*SELECTED TEXT*.
======
Israel Koschitzky Virtual Beit Midrash
Special Holiday Shiur
Torah Reading at Mincha on Fast Days
By Rav Moshe Taragin
[Note: The following shiur is loosely based on ideas expressed by Rav
Soloveitchik in a shiur on keriat ha-Torah.]
Although keriat ha-Torah (the reading of the Torah) occupies a prominent
position within the liturgy, there are only three occasions on which we
read from the Torah during Mincha - Shabbat, Yom Kippur, and general fasts.
Quite probably, the afternoon reading during Yom Kippur stems either from
its nature as a fast or from its identity as a form of Shabbat (Yom Kippur
is referred to as Shabbat Shabbaton). Hence, we can reduce our discussion
to two different forms of Torah reading during Mincha – Shabbat and ta'anit
(fast days). The source for Torah reading during Mincha on Shabbat
can be located in the gemara Bava Kama (82a): After witnessing the deleterious
effects of spending three days without Torah study, Moshe instituted public
reading of the Torah every Monday, Thursday and Shabbat afternoon.
What, however, is the source and essence of the mitzva to read from the
Torah during Mincha of a ta'anit tzibbur?
To help locate a source, we will begin by assessing the nature of keriat
ha-Torah on fasts in GENERAL. We will then question the unique character
of fasts in that the Torah is read during Mincha as well.
Possibly the most appropriate starting point is a gemara in Megilla
(22a) which questions the number of people who are called to read from
the Torah during a ta'anit (both Shacharit and Mincha). The gemara
weighs two positions. Instinctively, we would say that we should
not call more than three, since a ta'anit does not obligate an extra korban
Mussaf. In the Mikdash an extra korban Mussaf was sacrificed on Yom
Tov, Shabbat and Rosh Chodesh. This extra sacrifice, and the unique
sanctity of the day which it reflects, should understandably mandate an
extra "aliya." A ta'anit, which does not enjoy this extra korban,
is ostensibly not more holy than a regular day and thus does not warrant
an extra aliya.
However, the gemara also considers a possibility that a ta'anit deserves
an extra aliya since it has a "Mussaf tefilla" – an extra prayer.
There exists some debate regarding the identity of this extra tefilla.
According to Rashi, it refers to the addition of "Aneinu" in Shemoneh Esrei
(an extra passage added during the berakha of "Shema Koleinu" petitioning
God to accept our prayers). The Ramban (Ta'anit 15) disagrees, claiming
that the gemara refers to the tefilla of Ne'ila - an extra prayer service
which was added on a ta'anit tzibbur in the afternoon. In the days
of the Mikdash, authentic ta'aniyot tzibbur were far more common than they
are in our day. A true ta'anit tzibbur might include prohibitions
which extend beyond merely eating and drinking, and requires an extra tefilla
during the afternoon. The only contemporary incidence of tefillat
Ne'ila occurs on Yom Kippur.
======
*DATASET RECORDS*.
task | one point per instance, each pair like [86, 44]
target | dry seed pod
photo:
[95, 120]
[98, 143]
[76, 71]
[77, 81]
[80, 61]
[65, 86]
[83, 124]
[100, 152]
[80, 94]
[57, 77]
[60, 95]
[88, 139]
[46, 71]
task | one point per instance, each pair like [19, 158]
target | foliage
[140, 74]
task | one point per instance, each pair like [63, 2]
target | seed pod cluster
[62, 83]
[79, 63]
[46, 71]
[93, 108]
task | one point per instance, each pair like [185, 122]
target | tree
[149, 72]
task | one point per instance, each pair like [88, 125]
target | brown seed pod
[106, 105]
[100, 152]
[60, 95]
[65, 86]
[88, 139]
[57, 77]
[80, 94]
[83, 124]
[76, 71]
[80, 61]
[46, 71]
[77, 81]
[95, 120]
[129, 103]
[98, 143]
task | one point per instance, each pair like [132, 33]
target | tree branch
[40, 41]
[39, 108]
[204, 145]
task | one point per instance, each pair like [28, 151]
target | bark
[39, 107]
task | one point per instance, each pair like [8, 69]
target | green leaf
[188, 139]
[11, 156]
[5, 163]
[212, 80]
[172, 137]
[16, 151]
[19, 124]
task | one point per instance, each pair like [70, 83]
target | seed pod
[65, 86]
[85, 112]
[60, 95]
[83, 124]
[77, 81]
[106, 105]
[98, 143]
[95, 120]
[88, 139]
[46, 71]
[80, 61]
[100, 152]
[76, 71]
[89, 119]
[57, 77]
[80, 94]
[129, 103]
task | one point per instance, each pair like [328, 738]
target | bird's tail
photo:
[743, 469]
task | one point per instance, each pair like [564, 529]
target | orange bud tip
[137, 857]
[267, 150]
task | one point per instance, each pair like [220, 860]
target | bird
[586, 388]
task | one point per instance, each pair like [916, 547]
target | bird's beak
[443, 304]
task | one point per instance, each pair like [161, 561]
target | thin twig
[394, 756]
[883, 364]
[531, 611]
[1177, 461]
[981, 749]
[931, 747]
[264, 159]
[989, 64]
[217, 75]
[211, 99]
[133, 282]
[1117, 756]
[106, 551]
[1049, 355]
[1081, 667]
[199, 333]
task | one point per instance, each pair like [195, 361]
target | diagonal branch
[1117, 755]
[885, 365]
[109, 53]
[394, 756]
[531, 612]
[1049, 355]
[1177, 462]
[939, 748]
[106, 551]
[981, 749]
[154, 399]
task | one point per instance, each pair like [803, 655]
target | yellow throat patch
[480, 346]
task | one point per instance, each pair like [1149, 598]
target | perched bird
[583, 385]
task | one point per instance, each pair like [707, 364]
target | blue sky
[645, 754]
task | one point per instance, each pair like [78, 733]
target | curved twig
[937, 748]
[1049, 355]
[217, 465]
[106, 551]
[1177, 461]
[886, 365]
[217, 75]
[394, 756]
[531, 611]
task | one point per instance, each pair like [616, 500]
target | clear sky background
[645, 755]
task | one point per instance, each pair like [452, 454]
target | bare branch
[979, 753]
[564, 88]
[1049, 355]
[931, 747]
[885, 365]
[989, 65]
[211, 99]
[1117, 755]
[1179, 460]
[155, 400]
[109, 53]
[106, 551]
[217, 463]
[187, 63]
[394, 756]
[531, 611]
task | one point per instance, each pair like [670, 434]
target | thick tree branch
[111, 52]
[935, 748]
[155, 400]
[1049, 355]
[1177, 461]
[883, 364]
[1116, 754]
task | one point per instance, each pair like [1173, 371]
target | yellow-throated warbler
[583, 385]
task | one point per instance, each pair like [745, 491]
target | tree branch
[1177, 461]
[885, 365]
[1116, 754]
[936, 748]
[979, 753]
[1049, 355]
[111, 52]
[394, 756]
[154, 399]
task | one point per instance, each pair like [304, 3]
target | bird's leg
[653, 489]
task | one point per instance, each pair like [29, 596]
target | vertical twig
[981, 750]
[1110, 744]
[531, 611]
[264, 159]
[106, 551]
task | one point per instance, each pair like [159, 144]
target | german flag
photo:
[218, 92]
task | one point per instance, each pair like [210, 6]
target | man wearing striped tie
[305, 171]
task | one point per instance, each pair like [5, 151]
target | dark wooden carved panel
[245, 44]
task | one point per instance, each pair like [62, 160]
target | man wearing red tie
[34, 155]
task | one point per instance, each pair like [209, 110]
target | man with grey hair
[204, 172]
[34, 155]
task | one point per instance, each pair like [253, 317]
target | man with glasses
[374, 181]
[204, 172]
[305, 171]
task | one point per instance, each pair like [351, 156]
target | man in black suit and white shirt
======
*DIRECTION*.
Write the next part of the shiur on Torah reading during Mincha on fast days, picking up after its final sentence. The records are separate material and are not part of the shiur on Torah reading during Mincha on fast days.

*RESPONSE TO THE EXERCISE*.
Whether we accept Rashi's view or the Ramban's, the same question emerges:
Why should the additional tefilla obligate an extra aliya? An extra
korban logically obligates an extra aliya (or several extra aliyot on Yom
Tov) since it mirrors a higher level of kedusha on those days. This
kedusha is expressed partially through the extra korban and partially through
the prohibition of working. Hence, it makes sense to augment the
number of aliyot. However, ta'anit tzibbur seemingly has no extra
halakhic level of kedusha, does not obligate an extra korban, nor does
any prohibition from work apply. Why should the presence of an extra
tefilla (or, according to Rashi, an addition to the tefilla) possibly obligate
an extra aliya?
The answer to this question quite possibly lies in understanding a gemara
in Megilla (22b). The gemara says that any day which is "more" than
its counterpart receives an additional aliya. For example, the kedusha
of Yom Kippur is qualitatively different from that of Yom Tov and hence
the number of aliyot on Yom Kippur is increased from five to six.
Does this formula apply only to days which enjoy increased kedusha?
Does the formula merely suggest that the number of aliyot reflects the
hierarchy of days in terms of kedusha? If this were true, then ta'anit
tzibbur would be left out in the cold, since it has no increased kedusha
and is excluded from the hierarchy. Alternatively, is the gemara
suggesting that any day which contains ANY special, extended status deserves
an extra aliya to reflect that unique experience? Generally, the
special status takes the form of higher kedusha. On fasts, however,
no kedusha exists, but certainly the day has a unique status which might
be reflected by an extra aliya. If this latter interpretation is
accepted, we have grounds to add an aliya on a ta'anit. All that
remains is to identify that unique character or facet of ta'anit.
Day of Teshuva
The Rambam (Hilkhot Ta'anit 1:1-2) highlights a fast day as one of teshuva.
The constraint upon eating is intended to focus attention upon our behavior
and the resulting crisis. (Keep in mind that, ideally, a ta'anit
is called in response to an actual crisis – famine, war, plague etc; our
ta'aniyot based upon past tragedies are extensions of those original fast
days.) Rav Soloveitchik claimed that not only is the day dedicated
to teshuva but the READING FROM THE TORAH PARTICIPATES in that experience.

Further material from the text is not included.